Set task 1:
Do the following statements agree with the post about the new _cairo_lround implementation below? Answer yes or no for each, quoting the words of the post that decide it.
(a) The new implementation performs no floating-point operations.
(b) The new approach uses banker's rounding.
(c) Inlining _cairo_lround gives an additional 1.05x speedup on x86.

Selected passage:
········
[cairo] Brand new _cairo_lround implementation

Mon Dec 4 17:40:09 PST 2006

So, I've got a totally different _cairo_lround implementation. It was
originally meant to solve some FP burn in cairo (text rendering only)
on non-FPU devices, but as pointed out here:

https://bugzilla.redhat.com/bugzilla/show_bug.cgi?id=217819

we also need a new approach that solves the banker's rounding problem.
Lucky, we can kill two birds with one stone. This new approach uses
away-from-zero rounding and doesn't perform any floating-point
operations. A minor disadvantage is that it only works on the input
range (INT_MIN, INT_MAX] instead of [INT_MIN, INT_MAX], but I figure
that if you're that close to the edge, you shouldn't be surprised if
you fall off a little early. Plus, I think we're only using this
function with device coordinates, so negative numbers aren't that
interesting.

I don't get any performance regressions on x86, but I do get a minor
performance boost in text_solid and text_image on the 770 (~1.05).
Nothing too exciting. At least we don't have to use the new
DISABLE_SOME_FLOATING_POINT (yet).

I actually spent a lot of time tweaking this function to really cook
on both ARM and x86 (with two different code paths), but it became
painfully obvious that it really didn't make a difference in the
overall performance. What we have now is plenty good enough on both
architectures.

You can get an additional 1.05x speedup (text cases, again) on the 770
if you inline _cairo_lround, for a grand total 1.10x speedup with the
two patches combined. Not sure if it's worth it, but might as well
bring it up. Plus, I wasn't sure if I inlined it the right way, as
currently there are no cairo-wide inline functions to imitate. So,
this gives us a chance to discuss what is the right way to inline for
future reference.
········
Exercise input:

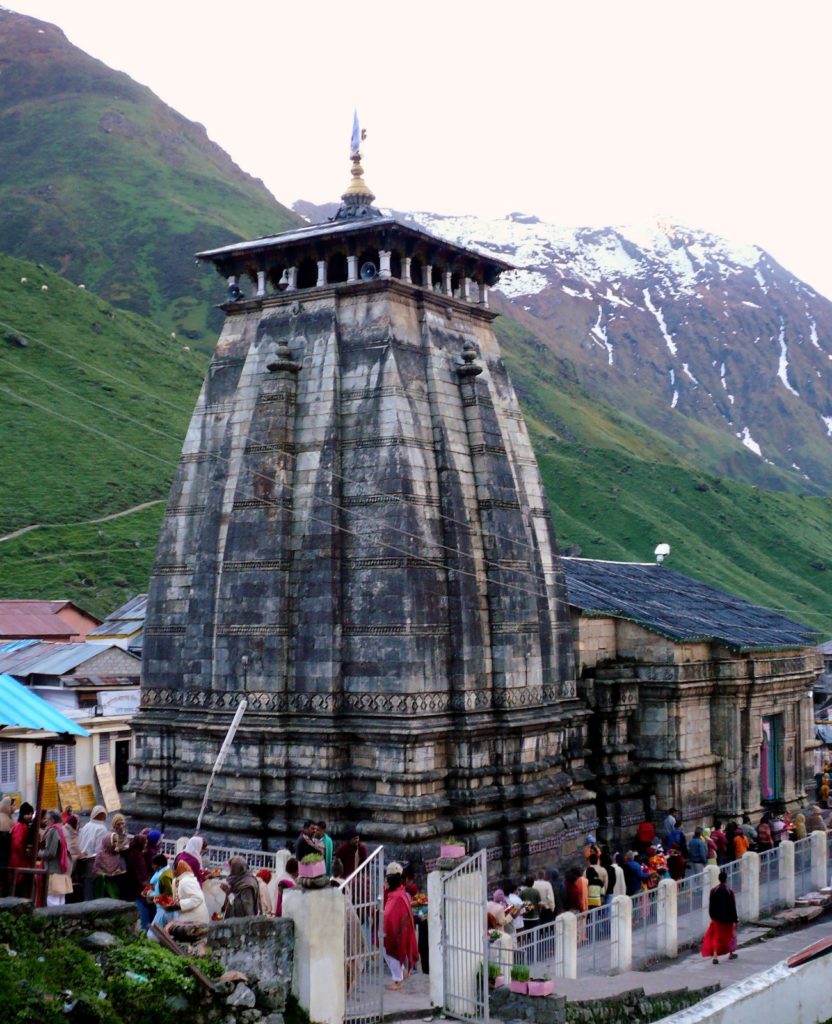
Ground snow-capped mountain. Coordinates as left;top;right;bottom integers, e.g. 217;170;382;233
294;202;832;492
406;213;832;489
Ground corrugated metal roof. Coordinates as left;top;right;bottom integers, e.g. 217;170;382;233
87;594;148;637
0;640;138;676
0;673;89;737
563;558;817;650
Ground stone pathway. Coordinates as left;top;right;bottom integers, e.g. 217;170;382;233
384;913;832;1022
········
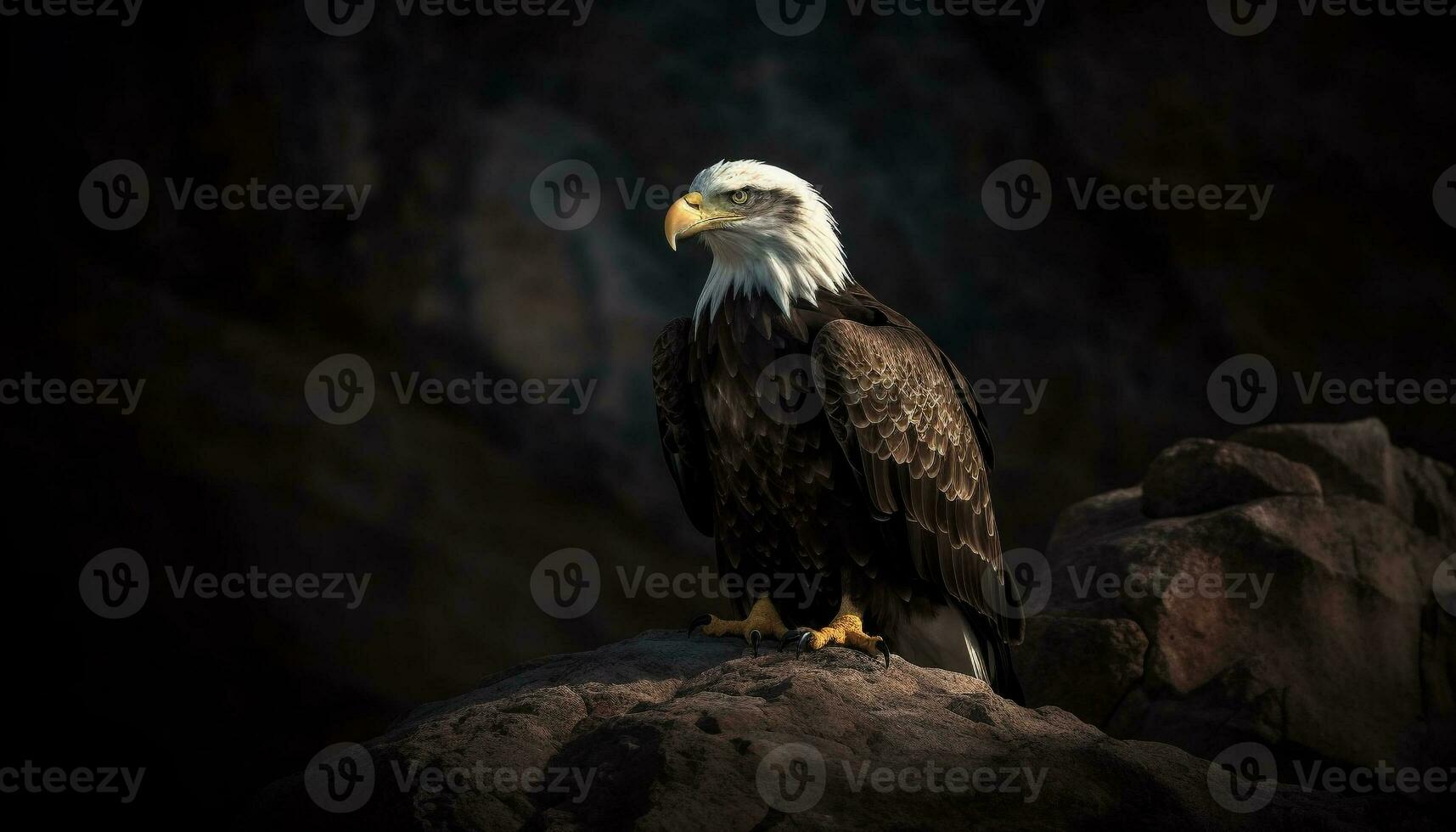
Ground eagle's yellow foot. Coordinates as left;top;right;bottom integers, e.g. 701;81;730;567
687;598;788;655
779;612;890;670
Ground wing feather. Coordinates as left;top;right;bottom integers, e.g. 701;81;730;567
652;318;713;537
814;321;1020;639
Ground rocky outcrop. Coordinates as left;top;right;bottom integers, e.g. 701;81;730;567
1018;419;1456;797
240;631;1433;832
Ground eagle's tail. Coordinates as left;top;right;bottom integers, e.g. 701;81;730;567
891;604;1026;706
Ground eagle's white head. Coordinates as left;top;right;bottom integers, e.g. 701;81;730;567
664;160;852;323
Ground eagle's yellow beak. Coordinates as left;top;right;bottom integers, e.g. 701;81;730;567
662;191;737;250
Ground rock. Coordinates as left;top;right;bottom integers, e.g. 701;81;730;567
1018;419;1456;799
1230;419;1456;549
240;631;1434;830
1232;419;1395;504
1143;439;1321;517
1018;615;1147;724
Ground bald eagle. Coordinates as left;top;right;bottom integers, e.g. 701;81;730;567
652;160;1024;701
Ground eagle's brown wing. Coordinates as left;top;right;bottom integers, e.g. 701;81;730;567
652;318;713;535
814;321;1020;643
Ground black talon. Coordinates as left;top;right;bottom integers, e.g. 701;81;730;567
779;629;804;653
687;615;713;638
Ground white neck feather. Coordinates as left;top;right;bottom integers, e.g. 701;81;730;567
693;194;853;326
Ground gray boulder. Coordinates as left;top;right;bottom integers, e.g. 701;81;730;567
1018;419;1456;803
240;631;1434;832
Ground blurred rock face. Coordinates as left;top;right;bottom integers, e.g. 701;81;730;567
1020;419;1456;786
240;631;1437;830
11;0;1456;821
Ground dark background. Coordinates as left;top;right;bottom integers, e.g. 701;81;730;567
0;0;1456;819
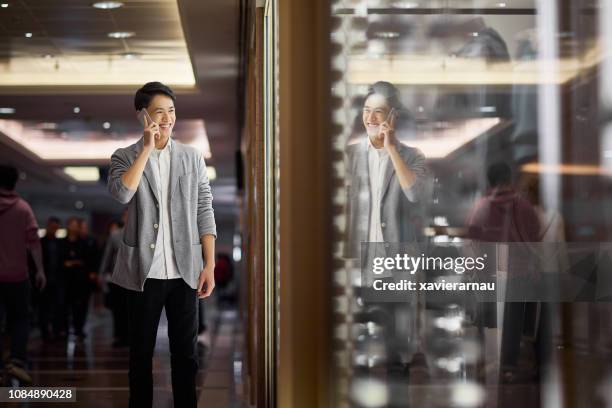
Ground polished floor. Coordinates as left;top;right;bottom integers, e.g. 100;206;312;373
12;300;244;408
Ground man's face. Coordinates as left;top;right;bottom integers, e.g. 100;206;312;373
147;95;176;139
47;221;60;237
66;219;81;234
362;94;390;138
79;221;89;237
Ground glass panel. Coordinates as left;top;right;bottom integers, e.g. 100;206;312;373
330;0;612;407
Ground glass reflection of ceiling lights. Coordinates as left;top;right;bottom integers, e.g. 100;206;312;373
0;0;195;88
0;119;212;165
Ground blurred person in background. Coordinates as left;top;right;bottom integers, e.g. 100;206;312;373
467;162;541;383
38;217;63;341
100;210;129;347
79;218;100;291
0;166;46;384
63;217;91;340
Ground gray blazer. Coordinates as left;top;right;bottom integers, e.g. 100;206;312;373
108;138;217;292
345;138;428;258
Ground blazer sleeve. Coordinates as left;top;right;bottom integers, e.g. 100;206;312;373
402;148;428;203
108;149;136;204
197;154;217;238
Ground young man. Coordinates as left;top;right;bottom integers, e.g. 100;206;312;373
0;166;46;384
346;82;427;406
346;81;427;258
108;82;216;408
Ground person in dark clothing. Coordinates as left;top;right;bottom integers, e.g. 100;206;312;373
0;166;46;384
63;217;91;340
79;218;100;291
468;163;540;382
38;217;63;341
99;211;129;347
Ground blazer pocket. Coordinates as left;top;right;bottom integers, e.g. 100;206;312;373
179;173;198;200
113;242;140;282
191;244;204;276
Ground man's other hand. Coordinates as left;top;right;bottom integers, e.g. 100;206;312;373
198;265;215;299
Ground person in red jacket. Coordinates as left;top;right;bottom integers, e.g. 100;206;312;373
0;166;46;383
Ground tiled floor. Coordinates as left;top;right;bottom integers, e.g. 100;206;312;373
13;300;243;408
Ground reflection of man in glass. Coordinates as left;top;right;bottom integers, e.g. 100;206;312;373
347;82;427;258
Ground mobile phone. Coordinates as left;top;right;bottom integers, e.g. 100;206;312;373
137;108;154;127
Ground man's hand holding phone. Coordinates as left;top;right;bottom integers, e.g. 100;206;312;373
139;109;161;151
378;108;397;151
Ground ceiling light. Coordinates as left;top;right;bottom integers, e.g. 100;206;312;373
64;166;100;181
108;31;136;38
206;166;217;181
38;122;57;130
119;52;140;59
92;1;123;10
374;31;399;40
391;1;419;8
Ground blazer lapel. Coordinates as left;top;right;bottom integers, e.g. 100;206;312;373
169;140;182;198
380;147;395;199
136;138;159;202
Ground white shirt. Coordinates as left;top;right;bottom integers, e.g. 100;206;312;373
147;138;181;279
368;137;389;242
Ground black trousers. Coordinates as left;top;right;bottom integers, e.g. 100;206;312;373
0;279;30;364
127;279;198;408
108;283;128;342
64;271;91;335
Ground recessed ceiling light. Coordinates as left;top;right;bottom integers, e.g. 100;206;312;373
········
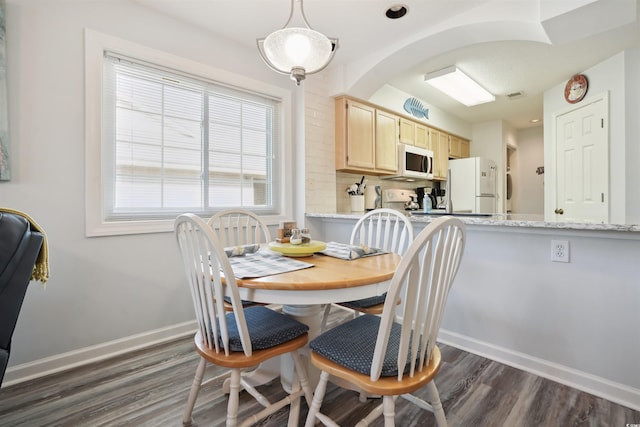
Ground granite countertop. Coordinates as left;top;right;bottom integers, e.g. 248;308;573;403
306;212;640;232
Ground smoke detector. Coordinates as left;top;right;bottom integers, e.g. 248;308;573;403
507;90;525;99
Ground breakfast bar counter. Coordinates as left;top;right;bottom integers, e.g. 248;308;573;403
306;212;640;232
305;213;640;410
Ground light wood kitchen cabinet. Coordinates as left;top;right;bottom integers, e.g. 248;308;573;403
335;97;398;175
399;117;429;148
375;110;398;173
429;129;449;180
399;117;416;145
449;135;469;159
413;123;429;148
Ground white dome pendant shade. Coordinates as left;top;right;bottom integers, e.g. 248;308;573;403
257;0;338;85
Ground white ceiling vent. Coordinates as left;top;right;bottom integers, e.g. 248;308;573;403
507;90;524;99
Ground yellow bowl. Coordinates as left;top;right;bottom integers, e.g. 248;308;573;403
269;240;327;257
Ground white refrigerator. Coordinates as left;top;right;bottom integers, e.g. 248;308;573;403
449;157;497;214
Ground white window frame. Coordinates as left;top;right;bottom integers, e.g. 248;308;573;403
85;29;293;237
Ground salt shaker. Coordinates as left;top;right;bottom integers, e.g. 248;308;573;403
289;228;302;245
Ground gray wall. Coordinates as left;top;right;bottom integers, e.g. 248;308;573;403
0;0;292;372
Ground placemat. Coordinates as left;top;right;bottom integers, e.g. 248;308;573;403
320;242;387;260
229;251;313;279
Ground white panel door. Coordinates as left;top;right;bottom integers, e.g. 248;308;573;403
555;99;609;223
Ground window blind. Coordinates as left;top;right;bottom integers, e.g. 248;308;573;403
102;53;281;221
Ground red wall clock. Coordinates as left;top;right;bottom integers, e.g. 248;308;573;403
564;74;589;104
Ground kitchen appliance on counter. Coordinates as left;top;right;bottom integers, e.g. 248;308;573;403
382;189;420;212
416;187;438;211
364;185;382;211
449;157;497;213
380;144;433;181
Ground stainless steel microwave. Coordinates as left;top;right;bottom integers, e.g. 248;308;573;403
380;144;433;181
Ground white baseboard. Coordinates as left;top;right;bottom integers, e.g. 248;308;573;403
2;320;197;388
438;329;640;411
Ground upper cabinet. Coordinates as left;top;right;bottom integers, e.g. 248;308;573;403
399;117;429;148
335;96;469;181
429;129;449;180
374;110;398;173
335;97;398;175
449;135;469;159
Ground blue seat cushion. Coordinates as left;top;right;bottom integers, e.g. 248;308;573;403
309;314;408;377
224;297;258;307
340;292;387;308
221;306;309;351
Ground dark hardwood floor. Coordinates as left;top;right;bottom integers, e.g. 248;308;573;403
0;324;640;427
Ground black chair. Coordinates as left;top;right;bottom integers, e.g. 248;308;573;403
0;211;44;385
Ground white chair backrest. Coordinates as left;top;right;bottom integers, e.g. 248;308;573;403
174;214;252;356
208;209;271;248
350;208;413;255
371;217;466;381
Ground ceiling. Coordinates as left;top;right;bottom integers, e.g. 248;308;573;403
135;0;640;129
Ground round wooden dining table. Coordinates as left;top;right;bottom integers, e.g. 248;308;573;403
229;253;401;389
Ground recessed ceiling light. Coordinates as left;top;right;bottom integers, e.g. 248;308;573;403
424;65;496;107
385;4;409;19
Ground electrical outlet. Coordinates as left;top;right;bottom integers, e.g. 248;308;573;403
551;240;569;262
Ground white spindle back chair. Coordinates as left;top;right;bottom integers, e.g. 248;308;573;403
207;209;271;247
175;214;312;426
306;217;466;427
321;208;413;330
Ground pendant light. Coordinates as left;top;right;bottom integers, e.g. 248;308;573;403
········
Set task 2: Turn the records above into a Markdown table with columns n and Line, covering only the part starting with the line that contains "Ground tiled floor." and going on through the line that contains "137;108;154;127". Include both ends, and leave out blank lines.

Exercise output 1:
(a) Yes: "doesn't perform any floating-point operations"
(b) No: "This new approach uses away-from-zero rounding"
(c) No: "You can get an additional 1.05x speedup (text cases, again) on the 770"

Exercise output 2:
| n | Line |
|---|---|
| 1 | Ground tiled floor. Coordinates as left;top;right;bottom integers, e.g. 100;206;312;373 |
| 2 | 13;300;243;408 |
| 3 | Ground reflection of man in glass. Coordinates as left;top;right;bottom integers, e.g. 100;206;312;373 |
| 4 | 347;82;427;258 |
| 5 | Ground mobile phone. Coordinates as left;top;right;bottom integers, e.g. 100;206;312;373 |
| 6 | 137;108;154;127 |